OBJECTIVE: Give a verbatim quotation of every record.

RECORD SET:

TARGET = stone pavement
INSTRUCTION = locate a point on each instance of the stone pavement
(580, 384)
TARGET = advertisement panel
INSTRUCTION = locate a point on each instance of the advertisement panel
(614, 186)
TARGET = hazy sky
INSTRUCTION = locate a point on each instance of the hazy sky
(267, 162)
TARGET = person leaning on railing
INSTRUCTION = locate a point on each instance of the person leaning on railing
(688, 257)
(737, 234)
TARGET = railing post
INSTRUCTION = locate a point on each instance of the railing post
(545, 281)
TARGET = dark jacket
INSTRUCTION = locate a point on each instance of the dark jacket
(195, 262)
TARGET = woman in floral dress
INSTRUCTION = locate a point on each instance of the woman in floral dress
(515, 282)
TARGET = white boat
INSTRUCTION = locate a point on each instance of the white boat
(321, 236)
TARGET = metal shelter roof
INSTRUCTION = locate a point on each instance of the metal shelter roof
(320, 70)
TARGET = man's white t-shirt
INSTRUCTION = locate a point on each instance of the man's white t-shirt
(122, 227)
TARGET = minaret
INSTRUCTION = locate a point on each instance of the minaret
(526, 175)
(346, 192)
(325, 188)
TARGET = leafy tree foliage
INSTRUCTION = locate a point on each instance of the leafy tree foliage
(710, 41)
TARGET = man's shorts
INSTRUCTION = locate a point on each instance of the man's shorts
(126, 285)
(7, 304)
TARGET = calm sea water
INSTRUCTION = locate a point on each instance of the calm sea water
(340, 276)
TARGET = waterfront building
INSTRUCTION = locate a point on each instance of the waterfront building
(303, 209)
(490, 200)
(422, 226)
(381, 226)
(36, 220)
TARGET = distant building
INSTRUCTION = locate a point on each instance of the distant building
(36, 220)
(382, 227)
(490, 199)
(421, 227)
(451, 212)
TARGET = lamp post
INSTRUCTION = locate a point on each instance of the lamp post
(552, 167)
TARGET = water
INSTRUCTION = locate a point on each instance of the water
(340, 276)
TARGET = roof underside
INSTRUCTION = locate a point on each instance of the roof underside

PROBLEM SOLUTION:
TARGET = stone pavement
INSTRUCTION = locate a point on each instance of the stone pavement
(580, 384)
TARGET = advertisement panel
INSTRUCTION = locate a point on each instance of the advertisement panel
(614, 186)
TARGET = hazy sky
INSTRUCTION = locate a point on each instance of the hazy sky
(267, 162)
TARGET = person leaning on railing
INSTRUCTION = locate a point on each instance of the person leaning on railing
(688, 257)
(737, 234)
TARGET = railing post
INSTRUCTION = locate a point on each instance of the railing post
(545, 281)
TARGET = dark jacket
INSTRUCTION = locate a point on each instance of the dark jacket
(195, 262)
TARGET = woman in floral dress
INSTRUCTION = locate a point on each instance of the woman in floral dress
(515, 282)
TARGET = white boat
INSTRUCTION = locate a point on each instance of the white boat
(321, 236)
TARGET = metal shelter roof
INSTRUCTION = locate a point on each instance of the metal shelter roof
(320, 70)
TARGET = man's white t-shirt
INSTRUCTION = locate a point on each instance of the man's white t-shirt
(122, 227)
TARGET = minaret
INSTRUCTION = locate a point on each instance of the minaret
(526, 175)
(346, 192)
(325, 188)
TARGET = leafy tree foliage
INSTRUCTION = locate a point on each instance of the leafy tree foliage
(710, 41)
TARGET = man's shorts
INSTRUCTION = locate a point on each instance of the man's shorts
(126, 285)
(7, 304)
TARGET = calm sea water
INSTRUCTION = locate a point on each instance of the calm sea water
(340, 276)
TARGET = waterfront building
INSTRUCTION = locate a point on each instance of the waterfront building
(303, 209)
(490, 200)
(422, 226)
(381, 226)
(36, 220)
TARGET = distant building
INSTRUCTION = locate a point on each instance of the distant building
(36, 220)
(382, 227)
(490, 199)
(421, 227)
(451, 212)
TARGET = lamp post
INSTRUCTION = locate a point on each instance of the lamp post
(552, 167)
TARGET = water
INSTRUCTION = locate a point on each instance of the water
(340, 276)
TARGET = roof underside
INSTRUCTION = locate a point on each instance of the roof underside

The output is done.